Al final, en el caso Rice se halló un arma homicida —la maleabilidad de una bala recuperada había sugerido que era de fabricación extranjera—, y en el transcurso de los meses siguientes, por medio del seguimiento constante de las esposas de los sospechosos, rastrearon la pista de dos individuos, Vincenzo Pelato y Pietro Tomasello, hasta Brooklyn (Nueva York) y Black Diamond (California).
Pelato fue el primero que se vino abajo, culpando de los disparos a Tomasello, que fue interrogado durante ocho horas en febrero de 1912 en la penitenciaría de Columbus (Ohio). Tras poner en evidencia todas las excusas del sospechoso, a las cinco en punto de la tarde Francis Dimaio, el superintendente de Pinkerton que había llevado a cabo la detención tras dedicar dos años al caso Rice, mostró el pistolón extranjero con el que le habían disparado a William Rice. «¿Cuándo fue la última vez que vio esto?», le preguntó Dimaio a Tomasello, que se derrumbó en medio de un «ataque de histeria», según los testigos, hasta que el médico de la cárcel tuvo que calmarlo con una «poción somnífera».

Datos del ejercicio — Sigue escribiendo el relato del caso Rice a partir de la última frase, la del médico de la cárcel que calma a Tomasello con una «poción somnífera».

Datos guardados —
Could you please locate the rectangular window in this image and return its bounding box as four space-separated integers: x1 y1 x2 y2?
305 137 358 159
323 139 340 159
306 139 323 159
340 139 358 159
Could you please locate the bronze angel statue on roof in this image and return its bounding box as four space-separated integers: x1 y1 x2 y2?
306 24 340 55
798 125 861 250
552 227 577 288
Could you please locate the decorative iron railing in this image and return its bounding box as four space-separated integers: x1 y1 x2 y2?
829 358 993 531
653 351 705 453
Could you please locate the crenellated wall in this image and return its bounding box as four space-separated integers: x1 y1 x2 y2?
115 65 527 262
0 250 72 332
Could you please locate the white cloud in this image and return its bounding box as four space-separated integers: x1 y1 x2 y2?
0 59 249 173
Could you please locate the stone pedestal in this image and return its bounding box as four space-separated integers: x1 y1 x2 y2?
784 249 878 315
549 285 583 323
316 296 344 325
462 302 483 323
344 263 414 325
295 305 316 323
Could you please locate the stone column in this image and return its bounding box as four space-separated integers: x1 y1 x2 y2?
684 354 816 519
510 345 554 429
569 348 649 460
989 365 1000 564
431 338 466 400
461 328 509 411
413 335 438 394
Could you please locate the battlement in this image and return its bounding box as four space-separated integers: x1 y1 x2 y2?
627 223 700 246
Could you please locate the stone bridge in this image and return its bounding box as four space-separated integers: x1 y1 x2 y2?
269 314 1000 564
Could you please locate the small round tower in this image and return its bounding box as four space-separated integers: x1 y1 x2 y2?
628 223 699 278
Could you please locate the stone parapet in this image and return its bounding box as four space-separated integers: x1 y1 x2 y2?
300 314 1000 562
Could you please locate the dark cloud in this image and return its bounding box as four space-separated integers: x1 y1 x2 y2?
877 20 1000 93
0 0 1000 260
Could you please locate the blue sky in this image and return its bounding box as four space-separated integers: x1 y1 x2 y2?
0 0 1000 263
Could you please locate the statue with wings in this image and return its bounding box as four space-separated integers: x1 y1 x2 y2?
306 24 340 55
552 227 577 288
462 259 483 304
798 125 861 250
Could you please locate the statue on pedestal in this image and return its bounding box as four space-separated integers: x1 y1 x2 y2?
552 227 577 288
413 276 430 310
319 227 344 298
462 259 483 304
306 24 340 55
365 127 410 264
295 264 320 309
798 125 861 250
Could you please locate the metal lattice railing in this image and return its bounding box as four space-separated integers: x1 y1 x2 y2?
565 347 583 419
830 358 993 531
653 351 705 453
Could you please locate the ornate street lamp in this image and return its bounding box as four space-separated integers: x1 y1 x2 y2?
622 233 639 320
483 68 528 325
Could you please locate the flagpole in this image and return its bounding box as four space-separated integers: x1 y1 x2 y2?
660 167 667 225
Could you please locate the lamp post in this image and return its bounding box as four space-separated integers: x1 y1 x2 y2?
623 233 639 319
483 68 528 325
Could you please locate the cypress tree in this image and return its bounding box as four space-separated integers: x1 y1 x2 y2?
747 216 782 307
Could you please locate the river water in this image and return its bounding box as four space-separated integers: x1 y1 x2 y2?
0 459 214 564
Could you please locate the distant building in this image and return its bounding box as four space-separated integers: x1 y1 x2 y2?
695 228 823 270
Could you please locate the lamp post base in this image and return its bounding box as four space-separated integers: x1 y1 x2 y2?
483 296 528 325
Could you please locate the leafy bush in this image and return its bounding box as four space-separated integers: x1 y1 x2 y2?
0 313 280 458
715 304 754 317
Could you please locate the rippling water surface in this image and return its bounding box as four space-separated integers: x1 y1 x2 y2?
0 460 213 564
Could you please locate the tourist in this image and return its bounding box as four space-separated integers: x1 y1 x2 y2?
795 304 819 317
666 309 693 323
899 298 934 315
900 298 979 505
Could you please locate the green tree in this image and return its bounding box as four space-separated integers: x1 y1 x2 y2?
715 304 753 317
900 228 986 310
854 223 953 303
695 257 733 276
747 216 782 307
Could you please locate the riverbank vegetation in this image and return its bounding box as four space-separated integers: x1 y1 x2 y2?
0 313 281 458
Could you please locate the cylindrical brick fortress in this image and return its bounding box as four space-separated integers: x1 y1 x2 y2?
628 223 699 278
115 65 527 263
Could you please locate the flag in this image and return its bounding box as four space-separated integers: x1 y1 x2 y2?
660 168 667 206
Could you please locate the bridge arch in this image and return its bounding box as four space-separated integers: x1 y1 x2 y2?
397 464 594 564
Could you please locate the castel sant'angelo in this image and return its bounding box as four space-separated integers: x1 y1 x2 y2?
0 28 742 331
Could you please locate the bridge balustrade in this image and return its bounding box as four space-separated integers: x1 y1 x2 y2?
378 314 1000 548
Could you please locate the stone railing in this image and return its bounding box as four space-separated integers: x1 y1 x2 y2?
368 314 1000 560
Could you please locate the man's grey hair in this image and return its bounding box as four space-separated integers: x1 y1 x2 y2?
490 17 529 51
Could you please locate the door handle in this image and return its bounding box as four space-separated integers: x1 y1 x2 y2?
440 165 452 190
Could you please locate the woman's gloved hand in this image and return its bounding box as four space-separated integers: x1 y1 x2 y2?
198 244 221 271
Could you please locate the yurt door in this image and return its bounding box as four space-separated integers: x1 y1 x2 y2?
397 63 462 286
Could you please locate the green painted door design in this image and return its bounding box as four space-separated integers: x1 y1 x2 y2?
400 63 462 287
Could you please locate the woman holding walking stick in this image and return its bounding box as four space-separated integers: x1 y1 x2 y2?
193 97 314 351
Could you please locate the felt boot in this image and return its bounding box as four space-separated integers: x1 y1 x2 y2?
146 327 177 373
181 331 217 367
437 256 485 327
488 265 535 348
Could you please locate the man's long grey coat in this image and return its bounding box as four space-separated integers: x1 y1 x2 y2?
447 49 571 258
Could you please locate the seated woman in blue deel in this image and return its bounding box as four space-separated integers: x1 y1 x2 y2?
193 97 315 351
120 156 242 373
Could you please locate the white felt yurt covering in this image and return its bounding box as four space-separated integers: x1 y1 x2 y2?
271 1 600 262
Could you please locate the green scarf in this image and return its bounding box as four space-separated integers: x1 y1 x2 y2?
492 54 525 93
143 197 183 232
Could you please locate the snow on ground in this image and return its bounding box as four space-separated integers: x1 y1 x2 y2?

Respuesta —
Antes de que se pudieran presentar cargos por homicidio, los hombres fueron condenados por robo. Nunca se demostró ante los tribunales si el vecino de Rice, William Hartness Brown, había contratado a los asesinos o si Rice murió simplemente enfrentándose a una banda de ladrones de gallinas.[*] (Brown sobrellevó el recelo de la opinión pública y se mudó a Inglaterra). Pero hacia el final de su vida, con casi noventa años, Dimaio esclareció el asunto cuando escribió a sus antiguos colegas de la agencia sobre la autoría real del asesinato:
[El detective del condado] Doran y yo seguimos la pista [del saco] hasta una tienda de piensos en East Cleveland, donde nos dijeron que el saco en cuestión se les había enviado a los hermanos Sciarabba... Cuando fuimos a buscarlos, averigüé por medio de un informador italiano, un vecino de los hermanos Sciarabba, que fueron ellos quienes dispararon contra el abogado Rice, pero se habían ido de la ciudad y estaban por entonces en Brasil.[12]
Uno de los Sciarabba había disparado mientras Rice forcejeaba y cruzaba navajazos con su primer agresor. Pero como no había tratado de extradición con Brasil, procesaron a los dos testigos del asesinato (Pelato y Tomasello), que al final fueron excarcelados pese a haber confesado.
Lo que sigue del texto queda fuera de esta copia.